Set the listing down unchanged, minus every embedded image.

• Rows from a dataset
⟨
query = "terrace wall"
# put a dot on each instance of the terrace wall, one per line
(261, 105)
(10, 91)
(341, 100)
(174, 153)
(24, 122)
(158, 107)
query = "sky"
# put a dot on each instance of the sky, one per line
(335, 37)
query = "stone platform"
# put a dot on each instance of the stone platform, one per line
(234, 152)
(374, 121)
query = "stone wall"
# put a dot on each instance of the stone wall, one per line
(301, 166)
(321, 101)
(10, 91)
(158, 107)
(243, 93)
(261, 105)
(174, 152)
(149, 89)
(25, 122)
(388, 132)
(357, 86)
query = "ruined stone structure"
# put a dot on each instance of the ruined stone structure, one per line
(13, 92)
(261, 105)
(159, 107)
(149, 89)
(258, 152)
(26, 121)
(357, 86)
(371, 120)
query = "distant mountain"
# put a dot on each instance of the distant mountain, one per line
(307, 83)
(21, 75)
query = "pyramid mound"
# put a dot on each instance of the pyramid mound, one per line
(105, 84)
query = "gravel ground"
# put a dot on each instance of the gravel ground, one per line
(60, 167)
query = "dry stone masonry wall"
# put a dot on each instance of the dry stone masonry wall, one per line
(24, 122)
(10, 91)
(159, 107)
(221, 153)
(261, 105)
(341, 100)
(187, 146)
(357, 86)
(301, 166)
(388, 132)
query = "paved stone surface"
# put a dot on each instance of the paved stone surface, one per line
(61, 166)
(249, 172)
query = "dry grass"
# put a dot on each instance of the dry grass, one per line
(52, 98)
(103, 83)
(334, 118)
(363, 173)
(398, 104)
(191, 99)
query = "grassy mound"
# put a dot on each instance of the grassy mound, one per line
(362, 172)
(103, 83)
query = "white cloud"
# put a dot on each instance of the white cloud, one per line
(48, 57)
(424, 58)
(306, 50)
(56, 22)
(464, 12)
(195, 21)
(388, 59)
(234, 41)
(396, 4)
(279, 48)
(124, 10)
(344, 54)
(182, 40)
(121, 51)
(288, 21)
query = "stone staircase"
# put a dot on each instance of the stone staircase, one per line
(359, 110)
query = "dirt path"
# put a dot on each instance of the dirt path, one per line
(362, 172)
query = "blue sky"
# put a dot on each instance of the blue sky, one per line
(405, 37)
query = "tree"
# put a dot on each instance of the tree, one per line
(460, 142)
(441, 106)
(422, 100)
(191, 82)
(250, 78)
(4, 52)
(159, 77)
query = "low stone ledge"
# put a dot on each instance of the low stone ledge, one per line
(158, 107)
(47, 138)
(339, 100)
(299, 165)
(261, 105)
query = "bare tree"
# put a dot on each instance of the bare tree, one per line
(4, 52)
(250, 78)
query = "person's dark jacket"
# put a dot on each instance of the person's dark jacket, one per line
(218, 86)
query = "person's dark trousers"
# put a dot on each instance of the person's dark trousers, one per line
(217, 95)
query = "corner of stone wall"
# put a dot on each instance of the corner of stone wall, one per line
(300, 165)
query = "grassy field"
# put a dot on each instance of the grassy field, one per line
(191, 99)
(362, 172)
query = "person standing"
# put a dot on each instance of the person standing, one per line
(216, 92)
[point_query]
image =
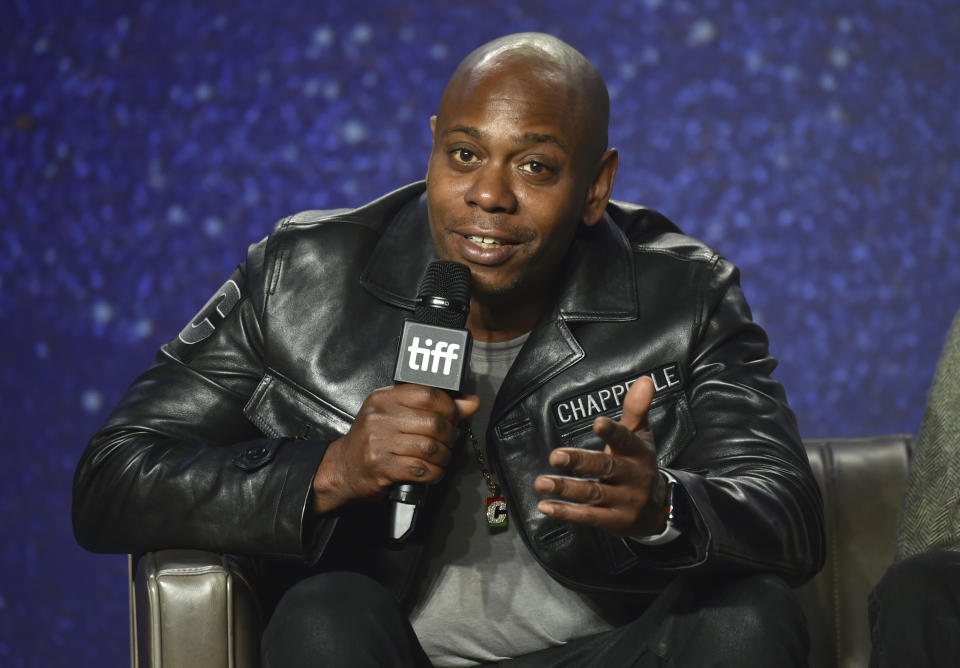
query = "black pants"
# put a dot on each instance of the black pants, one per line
(345, 619)
(915, 613)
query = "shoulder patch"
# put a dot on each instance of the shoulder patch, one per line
(205, 323)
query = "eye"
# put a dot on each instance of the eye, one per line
(464, 156)
(534, 168)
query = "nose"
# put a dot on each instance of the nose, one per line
(492, 190)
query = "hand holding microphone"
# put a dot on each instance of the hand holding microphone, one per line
(403, 433)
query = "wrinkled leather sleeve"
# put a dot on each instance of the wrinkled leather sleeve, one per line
(754, 500)
(177, 463)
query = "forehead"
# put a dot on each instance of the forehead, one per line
(516, 102)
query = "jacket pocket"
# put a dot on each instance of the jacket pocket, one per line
(282, 409)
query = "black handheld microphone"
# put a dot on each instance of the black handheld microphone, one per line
(434, 351)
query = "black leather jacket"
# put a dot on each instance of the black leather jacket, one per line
(216, 445)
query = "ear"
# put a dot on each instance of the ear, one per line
(433, 138)
(601, 188)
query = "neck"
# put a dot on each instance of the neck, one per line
(502, 322)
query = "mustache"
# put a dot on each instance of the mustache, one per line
(495, 226)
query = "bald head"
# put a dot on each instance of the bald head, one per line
(543, 59)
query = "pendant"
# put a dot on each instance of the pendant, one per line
(496, 512)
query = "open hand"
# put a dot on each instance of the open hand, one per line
(627, 495)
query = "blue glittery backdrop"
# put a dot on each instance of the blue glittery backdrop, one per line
(143, 145)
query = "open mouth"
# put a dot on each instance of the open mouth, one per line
(486, 242)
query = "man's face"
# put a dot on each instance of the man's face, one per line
(508, 180)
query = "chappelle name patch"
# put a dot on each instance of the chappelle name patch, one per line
(609, 400)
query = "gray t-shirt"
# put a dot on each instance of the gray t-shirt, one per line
(484, 597)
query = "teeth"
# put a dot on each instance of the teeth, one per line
(484, 242)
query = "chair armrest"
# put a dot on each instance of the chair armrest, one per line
(862, 482)
(192, 609)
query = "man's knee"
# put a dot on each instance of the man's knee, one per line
(339, 618)
(756, 620)
(919, 577)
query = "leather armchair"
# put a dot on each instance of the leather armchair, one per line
(195, 609)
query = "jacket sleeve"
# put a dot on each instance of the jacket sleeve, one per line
(178, 465)
(754, 502)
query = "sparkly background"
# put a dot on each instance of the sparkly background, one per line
(143, 145)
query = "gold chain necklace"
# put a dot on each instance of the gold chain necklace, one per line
(496, 504)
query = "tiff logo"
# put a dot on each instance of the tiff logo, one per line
(420, 356)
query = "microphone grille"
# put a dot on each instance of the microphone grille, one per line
(444, 295)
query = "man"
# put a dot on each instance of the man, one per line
(915, 608)
(657, 492)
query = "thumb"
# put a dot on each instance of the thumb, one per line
(637, 403)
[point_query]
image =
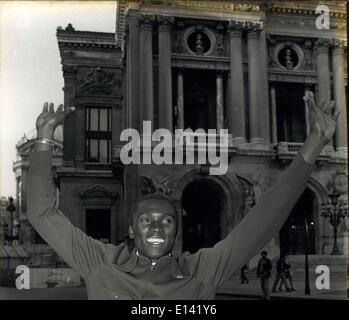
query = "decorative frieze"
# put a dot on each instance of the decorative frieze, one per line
⟩
• EXPECTED ANSWER
query = "terrace wall"
# put a dot on each instance of the terrace wall, one per line
(261, 105)
(10, 91)
(341, 100)
(174, 153)
(24, 122)
(158, 107)
query = "sky"
# put a dot on each instance of the sky, one per line
(335, 37)
query = "stone platform"
# put a dot on each instance of the stone platform, one per line
(234, 152)
(374, 121)
query = "stone wall"
# put a dot on each instance of the stone wall, one per line
(301, 166)
(321, 101)
(10, 91)
(158, 107)
(243, 93)
(261, 105)
(174, 152)
(149, 89)
(25, 122)
(388, 132)
(357, 86)
query = "ruined stone structure"
# put a dot on each instance of the ruined stone structure, one per line
(13, 92)
(261, 105)
(159, 107)
(149, 89)
(258, 152)
(26, 121)
(357, 86)
(371, 120)
query = "distant mountain"
# put a dot on each instance of the distant mountain, one per line
(307, 83)
(21, 75)
query = "pyramid mound"
# put a dot on each instance of the pyramid mound, one per line
(105, 84)
query = "gravel ground"
# put a dot on each instance of the gravel ground, one per line
(60, 167)
query = "dry stone masonry wall"
# put a dot on each instance of the dry stone masonry wall, one per line
(24, 122)
(10, 91)
(159, 107)
(221, 153)
(261, 105)
(341, 100)
(187, 146)
(357, 86)
(301, 166)
(388, 132)
query = "paved stone surface"
# put a dot on each instance of the paved stone surface, one per line
(61, 166)
(249, 172)
query = "dry grass"
# put a dot on each instance of the dry grass, one per line
(52, 98)
(103, 83)
(334, 118)
(363, 173)
(398, 104)
(191, 99)
query = "grassy mound"
# put a dot on each instance of the grassy mound, one per line
(362, 172)
(103, 83)
query = "white cloud"
# put a dot on each instance of the white cloud, one per line
(48, 57)
(424, 58)
(306, 50)
(56, 22)
(464, 12)
(195, 21)
(388, 59)
(234, 41)
(396, 4)
(279, 48)
(124, 10)
(344, 54)
(182, 40)
(121, 51)
(288, 21)
query = "stone staircase"
# put a dot on each instance of the stone staircase, one per line
(359, 110)
query = "dirt path"
# put a dot on each instance of the dirt path, one per line
(362, 172)
query = "blue sky"
# put a dot on each instance of the blue sky, one per line
(405, 37)
query = "tree"
# put a dot on each instance of the tree, one per line
(460, 142)
(441, 106)
(422, 100)
(191, 82)
(250, 78)
(4, 52)
(159, 77)
query = "low stone ledge"
# put a dot on each instance of the low stone ledge, one per line
(158, 107)
(47, 138)
(339, 100)
(299, 165)
(261, 105)
query = "bare tree"
# put a dot on each instance of the bare tree, one per line
(4, 52)
(250, 78)
query = "person's dark jacket"
# put a dot on each instance of the person's dark jacket, one per line
(218, 86)
query = "person's dark trousers"
# put a dot on each instance of the person's dark trousers, one per line
(217, 95)
query = "corner of stone wall"
# put a dot on each instance of the corner of stone wall, one per line
(300, 165)
query = "grassy field"
# put a dot on each instance of the grassy field, one per line
(191, 99)
(362, 172)
query = "person standing"
# put a dot on each instance of the person standing, one per line
(216, 92)
[point_query]
image =
query = "black pants"
# put a dot on each instance of the black pants, one per line
(345, 619)
(915, 613)
query = "shoulder patch"
# put a dot on each instance of the shoulder patch, one per line
(205, 323)
query = "eye"
# put a dot on each instance of the eye, one per line
(464, 156)
(534, 168)
query = "nose"
# put a dot on each instance of the nose, one per line
(492, 190)
query = "hand holding microphone"
# put a dot on each instance of the hand holding microphone, one per line
(403, 433)
query = "wrinkled leather sleeve"
# put a dot on each instance of the wrinkled leather sleeve, one per line
(754, 500)
(177, 463)
query = "forehead"
# put a dot on each instance of the forehead, one per line
(516, 102)
query = "jacket pocket"
# put a dot on each instance of the jacket pocket, one per line
(282, 409)
query = "black handheld microphone"
# put a dot on each instance of the black handheld microphone, one per line
(434, 351)
query = "black leather jacket"
# put a dot on each instance of the black leather jacket, one per line
(216, 445)
query = "ear"
# put a dot on each instance of the ear, one per line
(433, 138)
(601, 188)
query = "neck"
# put a dot on each instance of the neck, one per line
(502, 322)
query = "mustache"
# put a dot on each instance of the mustache, one per line
(495, 226)
query = "bald head"
# put a dot on each instance of the bald head, one per line
(543, 59)
query = "pendant"
# put a dot on each instance of the pendant, one per line
(496, 512)
query = "open hand"
# put a dot on each instance of the open hand, one per line
(627, 495)
query = "blue glittery backdrop"
# put a dot on each instance of the blue glittery backdrop, one per line
(143, 145)
query = "open mouth"
# put a dot on each instance of the open mouth, one per line
(486, 242)
query = "man's face"
# put a dot on each instance of the man's face, one per line
(508, 180)
query = "chappelle name patch"
# put a dot on each instance of the chappelle name patch, one per line
(609, 400)
query = "gray t-shirt"
# put a dot on each instance of the gray t-shirt, one per line
(484, 597)
query = "teeth"
# put a dot on each instance of the teeth, one per line
(484, 242)
query = "chair armrest"
# put a dot on each instance of the chair armrest, one per line
(862, 482)
(192, 609)
query = "man's knee"
# put a dot on each instance of the man's knee, one per line
(339, 618)
(756, 620)
(919, 577)
query = "leather armchair"
# put a dot on each instance of the leather armchair, one per line
(195, 609)
query = "jacket sleeve"
# put a dot on each instance of the jacket sleeve, one per line
(178, 465)
(754, 502)
query = "sparkly background"
# put a dot on each instance of the sparkly background, one per line
(143, 145)
query = "gold chain necklace"
# put a dot on each instance of the gold chain necklace, one per line
(496, 504)
query = "tiff logo"
# put a dot on each instance of the tiff logo, one per line
(420, 356)
query = "microphone grille"
# put a dot on each instance of the microphone grille, one per line
(444, 295)
query = "man"
# put a dot on each instance of the man, one per line
(915, 608)
(657, 492)
query = "thumb"
# put a dot on each instance of the thumb, one per line
(637, 403)
[point_query]
image =
query = "decorative frieze"
# put a dot on each instance of the decorative frieze, one per line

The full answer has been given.